ADR 0006: Story-First Feature Extraction and Schema Enforcement¶
Status¶
Accepted
Problem¶
We need a robust "start from story, then extract features" pipeline with predictable schemas so downstream generation controls and evaluations stay stable over time.
Non-goals¶
- Full semantic NLP stack rollout in this ADR.
- Production analytics warehouse design.
- Replacing existing story CRUD contracts.
Decision¶
Introduce a deterministic chapter feature extraction pipeline:
- core extraction logic in
core/story_feature_pipeline.py - persistence adapter in
adapters/sqlite_feature_store.py - API endpoints for extraction and latest run retrieval
Adopt explicit schema/version enforcement:
- pydantic contract strict mode (
extra="forbid") - schema constant
story_features.v1 - table-level version registry (
feature_schema_versions) - fail-fast on schema mismatch
Public API¶
New endpoints:
POST /api/v1/stories/{story_id}/features/extractGET /api/v1/stories/{story_id}/features/latest
New CLI:
story-features
Invariants¶
- extraction starts from persisted story blueprint chapters
- feature run is owner-scoped and story-scoped
- schema version mismatch blocks writes/reads until migrated
Test plan¶
- unit tests for core extraction behavior
- adapter tests for persistence and schema mismatch failures
- API tests for extraction lifecycle and owner isolation
- contract tests for docs/entrypoints updates

▶ Task set:
1 > Answer these questions using the ADR above:
(a) What is the ADR's status?
(b) Which file holds the core extraction logic?
(c) What is the name of the new CLI?
2 > List every kind of test named in the ADR's test plan, with what each one covers.
3 > Reproduce the part of the ADR between "ADR 0006: Story-First" and "stable over time.", inclusive.

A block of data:

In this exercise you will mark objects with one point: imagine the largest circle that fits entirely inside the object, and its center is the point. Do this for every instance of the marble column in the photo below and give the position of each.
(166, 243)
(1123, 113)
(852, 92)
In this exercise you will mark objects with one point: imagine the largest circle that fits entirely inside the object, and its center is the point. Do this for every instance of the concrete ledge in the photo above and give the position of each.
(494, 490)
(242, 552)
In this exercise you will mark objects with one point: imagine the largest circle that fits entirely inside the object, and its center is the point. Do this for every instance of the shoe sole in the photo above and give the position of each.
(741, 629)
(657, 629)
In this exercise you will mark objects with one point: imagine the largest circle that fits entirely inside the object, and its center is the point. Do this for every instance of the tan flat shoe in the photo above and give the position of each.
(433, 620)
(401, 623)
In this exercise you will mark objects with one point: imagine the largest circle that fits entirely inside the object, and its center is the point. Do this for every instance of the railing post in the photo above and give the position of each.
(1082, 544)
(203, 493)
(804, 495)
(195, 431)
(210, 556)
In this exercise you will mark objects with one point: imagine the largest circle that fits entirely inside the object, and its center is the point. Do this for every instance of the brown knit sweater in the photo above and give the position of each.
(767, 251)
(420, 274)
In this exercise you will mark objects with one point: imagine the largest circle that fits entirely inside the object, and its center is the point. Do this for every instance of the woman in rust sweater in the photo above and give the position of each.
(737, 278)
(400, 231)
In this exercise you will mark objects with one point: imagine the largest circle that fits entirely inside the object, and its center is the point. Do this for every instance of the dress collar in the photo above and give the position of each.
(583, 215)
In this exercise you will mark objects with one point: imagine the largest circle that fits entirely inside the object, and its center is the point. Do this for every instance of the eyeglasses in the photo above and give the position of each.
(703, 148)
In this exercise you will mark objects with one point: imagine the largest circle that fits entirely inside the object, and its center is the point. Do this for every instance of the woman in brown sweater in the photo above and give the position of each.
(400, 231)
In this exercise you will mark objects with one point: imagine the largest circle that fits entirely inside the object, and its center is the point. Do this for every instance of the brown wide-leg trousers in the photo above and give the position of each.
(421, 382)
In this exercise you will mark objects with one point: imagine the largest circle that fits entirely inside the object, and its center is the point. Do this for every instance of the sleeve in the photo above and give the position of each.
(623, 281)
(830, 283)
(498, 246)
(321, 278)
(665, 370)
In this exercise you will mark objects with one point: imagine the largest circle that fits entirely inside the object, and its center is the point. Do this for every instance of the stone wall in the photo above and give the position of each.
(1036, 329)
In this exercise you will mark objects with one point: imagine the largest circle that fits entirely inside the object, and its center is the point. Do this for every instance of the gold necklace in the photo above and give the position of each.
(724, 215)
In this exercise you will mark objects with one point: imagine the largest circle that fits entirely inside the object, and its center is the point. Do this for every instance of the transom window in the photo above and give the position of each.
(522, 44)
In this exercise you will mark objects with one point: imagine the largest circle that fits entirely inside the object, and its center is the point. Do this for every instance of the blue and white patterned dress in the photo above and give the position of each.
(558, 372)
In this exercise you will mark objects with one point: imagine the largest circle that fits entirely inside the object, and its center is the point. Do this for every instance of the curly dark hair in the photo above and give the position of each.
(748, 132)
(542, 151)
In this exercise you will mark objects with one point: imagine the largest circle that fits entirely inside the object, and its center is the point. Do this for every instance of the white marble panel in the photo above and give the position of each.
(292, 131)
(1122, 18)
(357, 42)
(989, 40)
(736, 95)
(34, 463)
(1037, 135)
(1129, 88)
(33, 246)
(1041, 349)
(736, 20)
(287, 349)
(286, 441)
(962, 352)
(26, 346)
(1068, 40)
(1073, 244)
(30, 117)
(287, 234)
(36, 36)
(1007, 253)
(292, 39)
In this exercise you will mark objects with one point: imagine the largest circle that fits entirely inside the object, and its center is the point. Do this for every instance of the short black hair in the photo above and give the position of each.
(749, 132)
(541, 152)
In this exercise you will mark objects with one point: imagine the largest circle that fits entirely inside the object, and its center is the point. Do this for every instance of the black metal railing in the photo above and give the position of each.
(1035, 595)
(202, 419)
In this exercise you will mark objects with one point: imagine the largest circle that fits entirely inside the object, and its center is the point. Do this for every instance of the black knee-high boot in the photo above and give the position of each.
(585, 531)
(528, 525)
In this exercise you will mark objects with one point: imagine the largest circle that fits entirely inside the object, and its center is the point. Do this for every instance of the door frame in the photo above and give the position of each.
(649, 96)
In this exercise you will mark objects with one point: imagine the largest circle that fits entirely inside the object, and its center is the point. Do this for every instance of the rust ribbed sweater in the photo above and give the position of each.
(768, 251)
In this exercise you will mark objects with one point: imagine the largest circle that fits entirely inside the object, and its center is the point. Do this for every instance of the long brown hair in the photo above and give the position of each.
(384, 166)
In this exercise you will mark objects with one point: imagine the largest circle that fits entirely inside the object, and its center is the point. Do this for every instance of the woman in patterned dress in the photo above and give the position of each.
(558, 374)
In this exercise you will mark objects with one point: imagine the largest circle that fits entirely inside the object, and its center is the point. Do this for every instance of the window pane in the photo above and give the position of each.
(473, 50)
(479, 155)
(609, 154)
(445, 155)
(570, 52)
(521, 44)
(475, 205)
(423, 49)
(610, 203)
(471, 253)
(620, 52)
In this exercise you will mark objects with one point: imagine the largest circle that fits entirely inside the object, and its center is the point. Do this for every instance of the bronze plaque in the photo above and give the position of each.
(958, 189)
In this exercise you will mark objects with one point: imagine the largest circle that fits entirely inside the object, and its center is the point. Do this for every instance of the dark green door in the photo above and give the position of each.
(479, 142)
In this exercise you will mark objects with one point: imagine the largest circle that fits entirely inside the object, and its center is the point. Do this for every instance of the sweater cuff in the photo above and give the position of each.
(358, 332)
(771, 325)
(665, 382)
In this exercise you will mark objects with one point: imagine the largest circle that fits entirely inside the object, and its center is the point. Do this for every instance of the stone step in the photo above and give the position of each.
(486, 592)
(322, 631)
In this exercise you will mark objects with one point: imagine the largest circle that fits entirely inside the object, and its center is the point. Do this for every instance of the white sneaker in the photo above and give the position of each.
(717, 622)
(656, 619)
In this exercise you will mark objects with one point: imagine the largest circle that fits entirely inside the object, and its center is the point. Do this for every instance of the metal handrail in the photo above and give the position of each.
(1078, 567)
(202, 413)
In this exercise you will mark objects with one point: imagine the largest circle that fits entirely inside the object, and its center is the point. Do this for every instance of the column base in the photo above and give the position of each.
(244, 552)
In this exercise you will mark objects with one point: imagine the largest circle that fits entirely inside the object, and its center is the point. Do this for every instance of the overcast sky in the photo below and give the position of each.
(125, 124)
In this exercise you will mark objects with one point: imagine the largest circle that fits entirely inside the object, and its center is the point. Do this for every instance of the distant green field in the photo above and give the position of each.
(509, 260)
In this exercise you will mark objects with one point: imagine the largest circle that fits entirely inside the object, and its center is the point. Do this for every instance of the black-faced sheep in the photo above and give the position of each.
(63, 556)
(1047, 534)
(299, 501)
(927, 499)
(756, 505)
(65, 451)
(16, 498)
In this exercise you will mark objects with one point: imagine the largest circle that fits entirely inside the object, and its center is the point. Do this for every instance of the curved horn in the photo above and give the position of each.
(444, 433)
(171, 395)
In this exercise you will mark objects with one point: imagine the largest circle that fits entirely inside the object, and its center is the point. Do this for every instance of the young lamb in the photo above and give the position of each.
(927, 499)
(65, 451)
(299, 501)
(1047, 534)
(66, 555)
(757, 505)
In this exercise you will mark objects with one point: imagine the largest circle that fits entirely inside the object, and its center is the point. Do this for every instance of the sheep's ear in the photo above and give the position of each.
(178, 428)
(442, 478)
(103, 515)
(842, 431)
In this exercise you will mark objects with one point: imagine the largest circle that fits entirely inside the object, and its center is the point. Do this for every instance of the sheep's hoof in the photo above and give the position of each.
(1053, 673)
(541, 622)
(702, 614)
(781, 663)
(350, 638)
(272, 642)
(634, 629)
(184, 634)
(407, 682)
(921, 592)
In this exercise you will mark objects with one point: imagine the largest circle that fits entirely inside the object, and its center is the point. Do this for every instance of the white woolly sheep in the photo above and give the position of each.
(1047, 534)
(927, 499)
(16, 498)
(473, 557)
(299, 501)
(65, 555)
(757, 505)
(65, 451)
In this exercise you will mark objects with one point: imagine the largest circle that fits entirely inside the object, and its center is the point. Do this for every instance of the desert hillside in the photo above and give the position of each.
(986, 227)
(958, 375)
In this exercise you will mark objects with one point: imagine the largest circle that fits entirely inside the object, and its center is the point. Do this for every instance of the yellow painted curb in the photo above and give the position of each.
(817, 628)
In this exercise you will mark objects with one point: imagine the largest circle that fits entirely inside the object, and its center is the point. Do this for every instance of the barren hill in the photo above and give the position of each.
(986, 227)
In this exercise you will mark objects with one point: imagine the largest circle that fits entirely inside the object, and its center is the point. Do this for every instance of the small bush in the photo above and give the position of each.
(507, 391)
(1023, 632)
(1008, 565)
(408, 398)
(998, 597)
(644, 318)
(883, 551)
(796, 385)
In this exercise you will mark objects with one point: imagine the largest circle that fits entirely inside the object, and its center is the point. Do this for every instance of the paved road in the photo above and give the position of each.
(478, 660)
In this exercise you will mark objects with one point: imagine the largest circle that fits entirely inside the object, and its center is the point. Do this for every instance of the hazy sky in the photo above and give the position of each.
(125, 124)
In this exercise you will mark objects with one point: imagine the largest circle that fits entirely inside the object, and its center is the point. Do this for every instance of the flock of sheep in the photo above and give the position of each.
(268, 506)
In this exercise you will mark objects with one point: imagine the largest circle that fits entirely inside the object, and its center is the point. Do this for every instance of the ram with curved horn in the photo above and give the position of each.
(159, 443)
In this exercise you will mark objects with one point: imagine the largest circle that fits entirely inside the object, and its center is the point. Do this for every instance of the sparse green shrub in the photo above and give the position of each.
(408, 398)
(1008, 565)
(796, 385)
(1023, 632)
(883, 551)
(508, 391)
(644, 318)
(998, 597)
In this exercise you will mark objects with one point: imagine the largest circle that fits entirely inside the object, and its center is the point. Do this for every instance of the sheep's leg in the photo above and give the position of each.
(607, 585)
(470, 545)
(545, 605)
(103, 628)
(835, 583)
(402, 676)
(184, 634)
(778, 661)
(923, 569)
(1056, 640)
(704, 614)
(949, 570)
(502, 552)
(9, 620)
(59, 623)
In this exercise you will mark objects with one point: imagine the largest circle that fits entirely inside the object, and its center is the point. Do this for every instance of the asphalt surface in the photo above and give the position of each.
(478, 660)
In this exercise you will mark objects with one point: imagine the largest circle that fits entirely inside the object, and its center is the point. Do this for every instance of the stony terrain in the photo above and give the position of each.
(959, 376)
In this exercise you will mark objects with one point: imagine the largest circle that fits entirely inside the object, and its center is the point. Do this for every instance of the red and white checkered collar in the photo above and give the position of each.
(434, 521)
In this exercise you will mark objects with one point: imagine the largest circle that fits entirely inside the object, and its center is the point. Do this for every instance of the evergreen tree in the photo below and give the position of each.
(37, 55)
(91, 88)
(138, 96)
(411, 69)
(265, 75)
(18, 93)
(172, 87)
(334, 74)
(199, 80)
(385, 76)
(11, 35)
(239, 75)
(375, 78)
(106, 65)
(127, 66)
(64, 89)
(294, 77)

▶ Written responses:
1 >
(a) Accepted
(b) core/story_feature_pipeline.py
(c) story-features

2 >
- Unit tests: core extraction behavior
- Adapter tests: persistence and schema mismatch failures
- API tests: extraction lifecycle and owner isolation
- Contract tests: docs/entrypoints updates

3 >
ADR 0006: Story-First Feature Extraction and Schema Enforcement¶
Status¶
Accepted
Problem¶
We need a robust "start from story, then extract features" pipeline with predictable schemas so downstream generation controls and evaluations stay stable over time.